- [REQUIREMENT 1] Rewrite the passage on pediatric biliary disease from "The treatment for" up to and including "of their symptoms.", replacing "gallbladder dyskinesia" with "biliary dyskinesia".
- [REQUIREMENT 2] According to the passage on pediatric biliary disease, what share of patients with gallstones are under the age of 15 years?

- [DOCUMENT SECTION]
-- -- --
Until recently, cholelithiasis in the pediatric population was almost uniformly attributed to an underlying disease process, such as a hemolytic disease or parenteral nutrition administration. However, since the 1960s, the number cholecystectomies in children has steadily increased, particularly with the application of laparoscopy to children and improvement in diagnostic modalities such as ultrasound in the 1980s. These factors have allowed for more expedient diagnosis and treatment of cholelithiasis [39]. However, gallbladder disease in general tends to be more prevalent in the adult population when compared to the pediatric population. Similarly, the diagnosis of gallbladder disease in children is more difficult because the descriptions of symptoms tend to be vague, clouding the clinician’s ability to diagnose biliary disease [40].

Biliary Dyskinesia

Gallbladder dyskinesia is characterized by an impairment or irregularity in emptying of the gallbladder, and must be considered in any pediatric patient with chronic abdominal pain. The diagnosis is most common between the ages of 14 and 16 [4042]. Because of the wide differential diagnosis in patients with abdominal pain, patients with gallbladder dyskinesia have often suffered with symptoms for a long time and have undergone numerous studies with negative results [42]. Biliary dyskinesia in children presents with similar symptoms to those of gallstone disease, including right upper quadrant pain, fatty food intolerance, nausea, vomiting, and abdominal pain [41]. The diagnosis of gallbladder dyskinesia is most often made via cholecystokinin–diisopropyl iminodiacetic acid (CCK-DISIDA) scanning with a gallbladder ejection fraction of less than 35% or pain with administration of CCK, which are suggestive of dyskinesia in the absence of cholelithiasis.

The treatment for gallbladder dyskinesia is cholecystectomy. Kaye et al. [42] showed that 77.3% of patients who were diagnosed with gallbladder dyskinesia, and who had pain with CCK-DISIDA scan, had resolution of symptoms after laparoscopic cholecystectomy. Similarly, Hofeldt et al. [40] reported a 93% likelihood of resolution of symptoms in children with a known ejection fraction of less than 15% and associated right upper quadrant pain. The results of this study and numerous others suggest that laparoscopic cholecystectomy is the standard treatment for children with gallbladder dyskinesia when the diagnosis has been confirmed and other etiologies have been ruled out as the cause of their symptoms.

Cholelithiasis

Cholelithiasis is a rare disease in children. Less than 0.2% of patients with gallstones are under the age of 15 years [43]. The most common causes of cholelithiasis are hemolytic diseases such as sickle cell anemia, thalassemia, and hereditary spherocytosis. Nonhemolytic causes of cholelithiasis include parenteral nutrition administration, cystic fibrosis, and metabolic disorders. The incidence of cholelithiasis in patients with sickle cell disease has been reported as high as 50% by the age of 18 years [44].

Cholelithiasis can be complicated by cholecystitis, pancreatitis, and biliary colic. However, many children with cholelithiasis are asymptomatic. Bogue et al. [45] reported that clinically silent cholelithiasis can be managed safely via conservative management, as in adults. However, the presence of complications is an indication for laparoscopic cholecystectomy. In their study, they suggest that cholelithiasis from hemolytic disease is associated with a higher risk of complications [45]. Laparoscopic cholecystectomy is safe and effective for treatment of symptomatic cholelithiasis in children.

Conclusions

Biliary disease in children can present numerous challenges for diagnosis and treatment. Because of the mortality associated with pediatric biliary diseases such as BA and choledochal cysts, accurate diagnosis and appropriate treatment are essential. Although the etiology of biliary disease in children is still being investigated, advances are being made in diagnosis, medical treatment, and surgical intervention. Careful attention to detail during diagnostic workup and early intervention are essential.
-- -- --
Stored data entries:
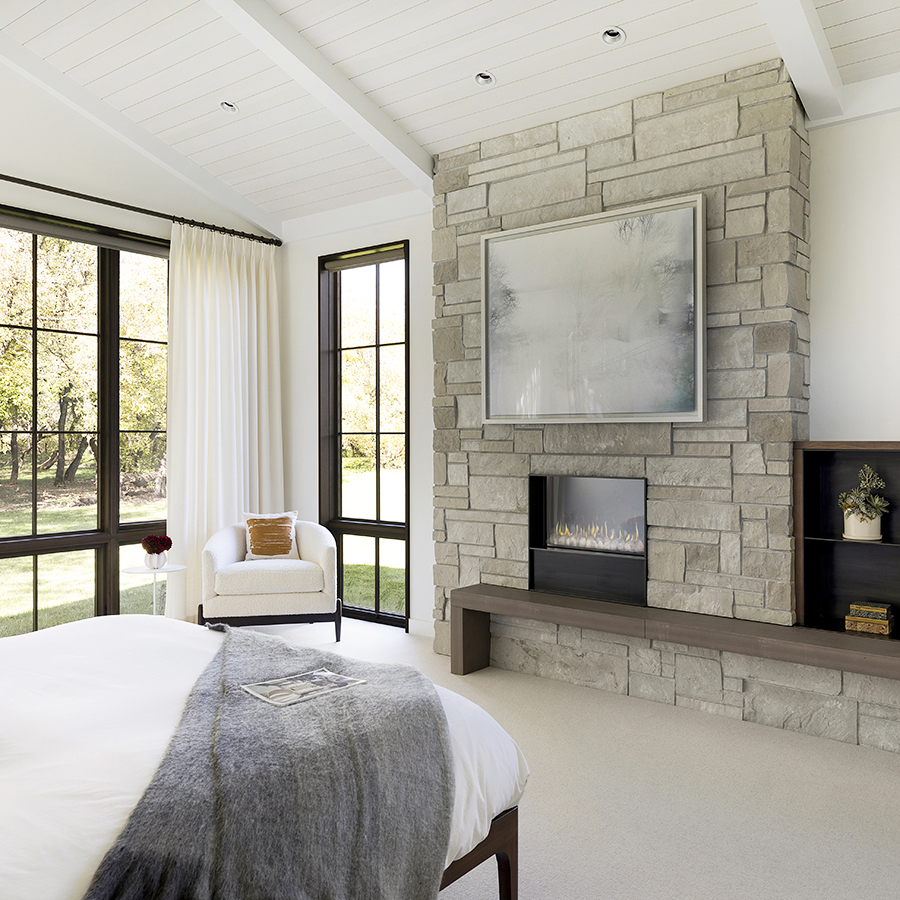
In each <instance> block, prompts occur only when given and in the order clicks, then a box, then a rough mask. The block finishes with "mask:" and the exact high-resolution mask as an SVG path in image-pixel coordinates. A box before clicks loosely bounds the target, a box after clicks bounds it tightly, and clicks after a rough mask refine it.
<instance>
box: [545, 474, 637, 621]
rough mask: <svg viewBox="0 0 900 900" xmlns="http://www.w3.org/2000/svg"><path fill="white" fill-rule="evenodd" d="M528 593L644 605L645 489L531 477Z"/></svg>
mask: <svg viewBox="0 0 900 900" xmlns="http://www.w3.org/2000/svg"><path fill="white" fill-rule="evenodd" d="M528 493H529V508H528V519H529V545H530V546H529V587H531V588H532V589H534V590H542V591H548V592H550V593H557V594H569V595H573V596H576V597H587V598H590V599H594V600H613V601H617V602H619V603H631V604H633V605H636V606H646V605H647V534H646V532H647V526H646V522H647V518H646V507H647V482H646V480H645V479H643V478H598V477H587V476H576V475H532V476H531V477H530V479H529V491H528Z"/></svg>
-- -- --
- [RESPONSE BOX 1]
The treatment for biliary dyskinesia is cholecystectomy. Kaye et al. [42] showed that 77.3% of patients who were diagnosed with biliary dyskinesia, and who had pain with CCK-DISIDA scan, had resolution of symptoms after laparoscopic cholecystectomy. Similarly, Hofeldt et al. [40] reported a 93% likelihood of resolution of symptoms in children with a known ejection fraction of less than 15% and associated right upper quadrant pain. The results of this study and numerous others suggest that laparoscopic cholecystectomy is the standard treatment for children with biliary dyskinesia when the diagnosis has been confirmed and other etiologies have been ruled out as the cause of their symptoms.

- [RESPONSE BOX 2] Less than 0.2%.